• Esercizio scritto:
Nell'estratto del testo su Papa Francesco e il sovranismo, quale arco di anni viene indicato per il modello di sviluppo dalle cui contraddizioni nasce la transizione in atto?

C’è persino chi sostiene la tesi forte che il principale nemico di Matteo Salvini è Papa Francesco.

Non c’è dubbio. Questi gruppi, e questa visione, che non è solo cattolica, perché in America interessa più i gruppi evangelici, vede in Papa Francesco un nemico, un antagonista. La cosa va presa sul serio perché questa risposta, che poi va sotto il titolo di sovranismo, la penso problematica sia dal punto di vista politico che da quello religioso. E ha una transizione in atto, che nasce dalle contraddizioni, per usare un termine marxiano, del modello di sviluppo dal 1989 al 2008, che va a toccare dimensioni spirituali.

Spieghi meglio.

Il problema è capire la portata delle questioni che sono in gioco, che non sono solo economiche, tecniche o di efficientamento, ma arrivano a toccare l’idea stessa di libertà, di futuro, di crescita, e quindi, come Max Weber aveva detto, delle dimensioni spirituali. Fino a quando, in altri campi anche del sistema politico, non si fa i conti con questa dimensione spirituale, si lascia campo libero a queste incursioni che sono problematiche ma che hanno la forza di toccare un punto vero. Che altrove, invece, non è visto.

A primo impatto, se oggi si ripete che la società appare sempre meno religiosa, la politica sembra avere l’atteggiamento inverso: c’è chi sbandiera rosari e chi gli si oppone citando passi del Vangelo. Che momento è quello che stiamo vivendo? C’è una rinascita del sentimento religioso?

• Estratti dei record:
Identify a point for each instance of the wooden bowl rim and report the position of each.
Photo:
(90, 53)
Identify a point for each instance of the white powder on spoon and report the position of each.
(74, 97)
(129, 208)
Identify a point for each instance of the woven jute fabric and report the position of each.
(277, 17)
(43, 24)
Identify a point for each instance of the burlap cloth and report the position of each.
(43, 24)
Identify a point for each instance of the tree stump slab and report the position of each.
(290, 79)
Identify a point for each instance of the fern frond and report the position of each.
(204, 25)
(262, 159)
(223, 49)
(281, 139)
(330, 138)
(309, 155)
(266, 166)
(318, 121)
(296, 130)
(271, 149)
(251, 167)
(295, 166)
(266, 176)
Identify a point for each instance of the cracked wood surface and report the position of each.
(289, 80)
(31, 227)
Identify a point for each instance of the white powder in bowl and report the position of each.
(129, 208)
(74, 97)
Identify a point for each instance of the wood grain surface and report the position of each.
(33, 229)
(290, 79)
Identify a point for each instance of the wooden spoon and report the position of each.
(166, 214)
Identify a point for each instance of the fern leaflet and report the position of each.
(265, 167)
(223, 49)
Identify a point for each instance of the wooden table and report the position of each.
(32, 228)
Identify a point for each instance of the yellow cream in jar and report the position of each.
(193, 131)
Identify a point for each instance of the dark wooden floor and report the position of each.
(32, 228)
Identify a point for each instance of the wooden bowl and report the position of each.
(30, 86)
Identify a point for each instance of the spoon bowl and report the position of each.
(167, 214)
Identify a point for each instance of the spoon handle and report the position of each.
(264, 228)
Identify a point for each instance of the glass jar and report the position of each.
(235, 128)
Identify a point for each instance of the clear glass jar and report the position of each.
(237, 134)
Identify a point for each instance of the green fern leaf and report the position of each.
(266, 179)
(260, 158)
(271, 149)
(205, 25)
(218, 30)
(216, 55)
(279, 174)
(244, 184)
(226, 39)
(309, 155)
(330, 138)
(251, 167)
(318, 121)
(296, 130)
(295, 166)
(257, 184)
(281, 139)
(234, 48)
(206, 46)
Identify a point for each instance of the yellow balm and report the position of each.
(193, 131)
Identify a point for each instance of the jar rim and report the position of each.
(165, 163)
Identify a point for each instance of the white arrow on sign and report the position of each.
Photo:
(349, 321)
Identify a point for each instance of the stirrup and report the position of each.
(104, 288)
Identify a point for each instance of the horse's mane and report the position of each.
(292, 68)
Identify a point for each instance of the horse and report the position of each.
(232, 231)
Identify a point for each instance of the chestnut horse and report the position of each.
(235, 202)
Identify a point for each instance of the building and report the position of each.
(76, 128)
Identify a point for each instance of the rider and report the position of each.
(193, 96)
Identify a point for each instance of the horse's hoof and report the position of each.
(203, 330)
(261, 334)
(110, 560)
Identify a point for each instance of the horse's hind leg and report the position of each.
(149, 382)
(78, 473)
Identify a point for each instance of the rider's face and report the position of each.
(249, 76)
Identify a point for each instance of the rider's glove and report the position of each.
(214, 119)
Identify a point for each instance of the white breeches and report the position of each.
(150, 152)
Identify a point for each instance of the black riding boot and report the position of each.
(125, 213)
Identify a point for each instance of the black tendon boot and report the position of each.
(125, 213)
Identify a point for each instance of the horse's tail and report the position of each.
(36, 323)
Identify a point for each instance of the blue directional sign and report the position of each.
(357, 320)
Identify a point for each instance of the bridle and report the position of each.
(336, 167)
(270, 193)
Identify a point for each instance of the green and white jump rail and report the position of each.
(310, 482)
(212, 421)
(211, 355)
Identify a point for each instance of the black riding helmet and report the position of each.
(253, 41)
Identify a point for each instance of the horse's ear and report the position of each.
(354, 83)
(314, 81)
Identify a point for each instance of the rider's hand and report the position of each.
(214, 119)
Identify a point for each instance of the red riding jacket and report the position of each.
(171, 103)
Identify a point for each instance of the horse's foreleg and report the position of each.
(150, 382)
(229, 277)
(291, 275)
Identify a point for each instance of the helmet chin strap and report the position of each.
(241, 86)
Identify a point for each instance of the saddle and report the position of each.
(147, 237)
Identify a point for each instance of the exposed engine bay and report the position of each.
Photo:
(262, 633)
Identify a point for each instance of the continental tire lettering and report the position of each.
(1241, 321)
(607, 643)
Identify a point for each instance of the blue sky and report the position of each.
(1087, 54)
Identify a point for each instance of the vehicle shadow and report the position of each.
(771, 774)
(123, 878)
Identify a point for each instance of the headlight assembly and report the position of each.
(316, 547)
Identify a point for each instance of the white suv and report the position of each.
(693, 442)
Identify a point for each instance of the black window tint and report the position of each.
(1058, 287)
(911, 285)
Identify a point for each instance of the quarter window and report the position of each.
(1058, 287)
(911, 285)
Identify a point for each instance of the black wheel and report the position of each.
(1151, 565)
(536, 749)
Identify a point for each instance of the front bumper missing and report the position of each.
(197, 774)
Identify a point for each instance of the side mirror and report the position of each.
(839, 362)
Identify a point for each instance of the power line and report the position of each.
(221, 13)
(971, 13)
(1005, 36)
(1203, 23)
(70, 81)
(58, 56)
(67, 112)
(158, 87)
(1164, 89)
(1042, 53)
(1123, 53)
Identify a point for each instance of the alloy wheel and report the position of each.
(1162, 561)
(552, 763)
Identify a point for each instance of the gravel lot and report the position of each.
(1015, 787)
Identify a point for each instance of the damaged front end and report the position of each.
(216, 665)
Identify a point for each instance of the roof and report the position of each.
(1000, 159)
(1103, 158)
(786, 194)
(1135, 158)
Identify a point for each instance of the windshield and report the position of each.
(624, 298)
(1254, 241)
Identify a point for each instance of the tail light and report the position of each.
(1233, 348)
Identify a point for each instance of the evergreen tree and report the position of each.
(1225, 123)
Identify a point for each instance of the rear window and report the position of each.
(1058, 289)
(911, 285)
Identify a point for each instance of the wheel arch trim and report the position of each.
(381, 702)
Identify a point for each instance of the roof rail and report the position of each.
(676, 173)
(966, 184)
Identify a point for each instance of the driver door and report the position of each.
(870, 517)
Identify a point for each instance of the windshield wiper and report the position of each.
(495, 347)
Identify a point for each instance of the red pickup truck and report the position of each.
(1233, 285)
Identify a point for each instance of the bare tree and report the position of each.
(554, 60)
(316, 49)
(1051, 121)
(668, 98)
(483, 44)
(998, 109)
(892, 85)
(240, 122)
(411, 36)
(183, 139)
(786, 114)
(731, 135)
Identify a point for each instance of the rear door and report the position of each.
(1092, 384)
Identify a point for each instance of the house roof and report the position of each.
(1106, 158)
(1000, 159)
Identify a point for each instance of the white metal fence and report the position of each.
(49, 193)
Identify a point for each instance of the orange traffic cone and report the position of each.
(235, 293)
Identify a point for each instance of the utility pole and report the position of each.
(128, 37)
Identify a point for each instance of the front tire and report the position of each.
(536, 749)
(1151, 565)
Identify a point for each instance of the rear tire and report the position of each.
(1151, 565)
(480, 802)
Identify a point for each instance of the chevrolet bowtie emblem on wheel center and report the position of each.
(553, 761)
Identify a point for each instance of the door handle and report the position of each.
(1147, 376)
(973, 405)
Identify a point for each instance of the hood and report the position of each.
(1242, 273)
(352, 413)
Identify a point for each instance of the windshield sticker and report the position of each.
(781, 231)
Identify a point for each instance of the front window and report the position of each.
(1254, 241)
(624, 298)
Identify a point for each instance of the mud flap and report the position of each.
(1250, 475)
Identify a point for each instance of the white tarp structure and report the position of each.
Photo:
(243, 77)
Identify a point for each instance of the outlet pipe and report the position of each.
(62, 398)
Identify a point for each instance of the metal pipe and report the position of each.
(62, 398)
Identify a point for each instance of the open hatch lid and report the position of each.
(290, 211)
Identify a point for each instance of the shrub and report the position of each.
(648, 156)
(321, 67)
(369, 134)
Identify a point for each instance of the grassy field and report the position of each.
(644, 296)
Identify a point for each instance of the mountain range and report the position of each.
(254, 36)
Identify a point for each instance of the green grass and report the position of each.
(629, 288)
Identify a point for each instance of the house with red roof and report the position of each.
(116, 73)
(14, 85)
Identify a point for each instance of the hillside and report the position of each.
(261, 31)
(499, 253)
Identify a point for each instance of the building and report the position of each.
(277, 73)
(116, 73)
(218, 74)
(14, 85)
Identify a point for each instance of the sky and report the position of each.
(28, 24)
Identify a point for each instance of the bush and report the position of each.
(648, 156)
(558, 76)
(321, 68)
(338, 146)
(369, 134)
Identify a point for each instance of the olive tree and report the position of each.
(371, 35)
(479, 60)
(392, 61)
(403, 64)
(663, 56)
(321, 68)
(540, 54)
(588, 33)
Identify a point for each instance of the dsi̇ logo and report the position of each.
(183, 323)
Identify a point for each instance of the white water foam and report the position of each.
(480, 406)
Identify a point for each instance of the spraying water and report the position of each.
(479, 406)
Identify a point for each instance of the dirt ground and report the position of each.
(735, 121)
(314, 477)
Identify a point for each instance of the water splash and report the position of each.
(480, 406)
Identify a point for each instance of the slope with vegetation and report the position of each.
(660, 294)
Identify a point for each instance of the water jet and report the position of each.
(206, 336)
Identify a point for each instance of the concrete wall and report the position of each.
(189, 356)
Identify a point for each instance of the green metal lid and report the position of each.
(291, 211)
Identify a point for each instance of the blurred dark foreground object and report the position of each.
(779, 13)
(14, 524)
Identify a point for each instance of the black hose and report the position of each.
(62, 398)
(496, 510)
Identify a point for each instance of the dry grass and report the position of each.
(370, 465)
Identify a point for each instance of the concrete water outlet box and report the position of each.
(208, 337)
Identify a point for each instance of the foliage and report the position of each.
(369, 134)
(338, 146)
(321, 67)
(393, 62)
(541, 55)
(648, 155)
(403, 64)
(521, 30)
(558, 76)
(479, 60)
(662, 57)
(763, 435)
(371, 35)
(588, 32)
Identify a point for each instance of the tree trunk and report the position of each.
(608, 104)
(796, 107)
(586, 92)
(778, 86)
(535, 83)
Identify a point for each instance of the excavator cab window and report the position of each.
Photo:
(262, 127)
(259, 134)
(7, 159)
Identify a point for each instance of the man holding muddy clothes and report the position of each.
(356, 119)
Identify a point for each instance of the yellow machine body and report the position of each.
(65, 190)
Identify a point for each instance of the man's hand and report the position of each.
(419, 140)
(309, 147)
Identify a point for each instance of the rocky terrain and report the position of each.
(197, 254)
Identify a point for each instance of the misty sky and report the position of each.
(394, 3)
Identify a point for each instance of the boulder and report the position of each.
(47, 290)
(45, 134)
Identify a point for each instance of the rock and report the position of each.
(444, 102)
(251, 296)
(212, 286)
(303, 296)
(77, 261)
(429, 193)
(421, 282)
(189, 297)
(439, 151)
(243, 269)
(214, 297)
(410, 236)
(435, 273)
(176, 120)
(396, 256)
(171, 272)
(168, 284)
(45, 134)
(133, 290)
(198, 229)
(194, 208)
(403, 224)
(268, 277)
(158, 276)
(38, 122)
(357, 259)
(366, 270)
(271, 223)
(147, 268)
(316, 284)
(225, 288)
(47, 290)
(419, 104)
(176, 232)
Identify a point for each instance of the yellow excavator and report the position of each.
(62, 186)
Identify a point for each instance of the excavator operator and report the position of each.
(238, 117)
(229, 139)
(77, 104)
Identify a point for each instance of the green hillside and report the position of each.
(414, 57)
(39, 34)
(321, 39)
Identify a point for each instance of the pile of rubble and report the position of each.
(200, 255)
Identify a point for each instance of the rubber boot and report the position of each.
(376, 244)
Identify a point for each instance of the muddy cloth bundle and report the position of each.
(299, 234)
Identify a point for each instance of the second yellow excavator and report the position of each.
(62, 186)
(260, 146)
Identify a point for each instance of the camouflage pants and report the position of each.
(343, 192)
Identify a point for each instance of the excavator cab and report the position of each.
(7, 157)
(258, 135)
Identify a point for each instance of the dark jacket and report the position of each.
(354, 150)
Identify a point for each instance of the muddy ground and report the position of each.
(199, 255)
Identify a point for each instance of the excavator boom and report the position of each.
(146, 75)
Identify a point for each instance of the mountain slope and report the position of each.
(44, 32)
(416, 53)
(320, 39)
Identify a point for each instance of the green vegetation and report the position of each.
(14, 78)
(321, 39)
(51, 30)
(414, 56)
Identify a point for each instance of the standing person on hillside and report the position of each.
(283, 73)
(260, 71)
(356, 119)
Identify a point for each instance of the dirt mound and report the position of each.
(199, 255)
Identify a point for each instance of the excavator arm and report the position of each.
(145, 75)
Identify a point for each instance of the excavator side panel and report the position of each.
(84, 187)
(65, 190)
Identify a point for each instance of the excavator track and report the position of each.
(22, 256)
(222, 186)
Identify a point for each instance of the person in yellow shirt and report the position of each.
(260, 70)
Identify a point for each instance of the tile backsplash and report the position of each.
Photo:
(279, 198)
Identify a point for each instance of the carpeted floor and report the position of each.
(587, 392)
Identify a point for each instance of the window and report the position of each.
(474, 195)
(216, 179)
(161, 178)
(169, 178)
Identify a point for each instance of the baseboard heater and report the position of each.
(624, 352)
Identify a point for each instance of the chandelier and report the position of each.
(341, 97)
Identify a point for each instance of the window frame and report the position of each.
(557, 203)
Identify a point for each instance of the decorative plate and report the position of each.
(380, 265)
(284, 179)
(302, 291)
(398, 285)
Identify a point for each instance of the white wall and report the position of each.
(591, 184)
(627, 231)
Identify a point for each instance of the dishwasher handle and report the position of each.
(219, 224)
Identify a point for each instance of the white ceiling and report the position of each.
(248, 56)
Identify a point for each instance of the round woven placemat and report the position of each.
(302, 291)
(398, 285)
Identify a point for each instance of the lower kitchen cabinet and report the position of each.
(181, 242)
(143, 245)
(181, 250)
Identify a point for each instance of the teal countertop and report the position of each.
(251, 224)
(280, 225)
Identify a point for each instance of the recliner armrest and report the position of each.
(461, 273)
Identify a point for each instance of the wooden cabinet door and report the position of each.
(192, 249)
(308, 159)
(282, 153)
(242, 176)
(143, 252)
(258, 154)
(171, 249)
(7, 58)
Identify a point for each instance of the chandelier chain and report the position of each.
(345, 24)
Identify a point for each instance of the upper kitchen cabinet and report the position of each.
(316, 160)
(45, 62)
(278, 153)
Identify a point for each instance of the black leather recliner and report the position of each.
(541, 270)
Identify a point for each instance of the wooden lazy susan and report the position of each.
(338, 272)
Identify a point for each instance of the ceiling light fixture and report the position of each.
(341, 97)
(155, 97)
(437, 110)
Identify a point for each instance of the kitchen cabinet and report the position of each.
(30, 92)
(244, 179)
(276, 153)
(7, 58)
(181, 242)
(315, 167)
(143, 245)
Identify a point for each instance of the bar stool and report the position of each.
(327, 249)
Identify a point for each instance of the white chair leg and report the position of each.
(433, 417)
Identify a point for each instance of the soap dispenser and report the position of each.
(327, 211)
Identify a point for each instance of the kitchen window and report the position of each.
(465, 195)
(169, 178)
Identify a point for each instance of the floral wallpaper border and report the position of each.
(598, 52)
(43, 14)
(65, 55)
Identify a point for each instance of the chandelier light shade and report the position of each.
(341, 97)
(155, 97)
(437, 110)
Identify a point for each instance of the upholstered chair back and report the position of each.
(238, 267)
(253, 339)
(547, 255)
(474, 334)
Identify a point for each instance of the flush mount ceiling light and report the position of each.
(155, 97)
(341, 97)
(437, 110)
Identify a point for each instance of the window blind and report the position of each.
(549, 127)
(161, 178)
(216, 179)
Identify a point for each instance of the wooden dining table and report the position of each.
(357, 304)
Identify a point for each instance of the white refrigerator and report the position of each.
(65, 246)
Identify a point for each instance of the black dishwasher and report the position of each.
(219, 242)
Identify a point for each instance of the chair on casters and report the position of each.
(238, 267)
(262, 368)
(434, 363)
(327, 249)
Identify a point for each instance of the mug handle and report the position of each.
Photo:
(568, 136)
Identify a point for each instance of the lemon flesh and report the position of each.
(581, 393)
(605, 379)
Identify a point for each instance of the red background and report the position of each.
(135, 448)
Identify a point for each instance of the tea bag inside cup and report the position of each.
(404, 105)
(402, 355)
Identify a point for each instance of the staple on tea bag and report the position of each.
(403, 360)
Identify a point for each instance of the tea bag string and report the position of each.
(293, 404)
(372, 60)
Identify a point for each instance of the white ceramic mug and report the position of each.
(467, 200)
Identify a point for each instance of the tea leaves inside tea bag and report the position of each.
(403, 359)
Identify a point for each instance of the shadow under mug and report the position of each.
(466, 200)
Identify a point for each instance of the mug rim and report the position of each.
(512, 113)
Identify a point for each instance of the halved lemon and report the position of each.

• Risposta completa:
Dal 1989 al 2008.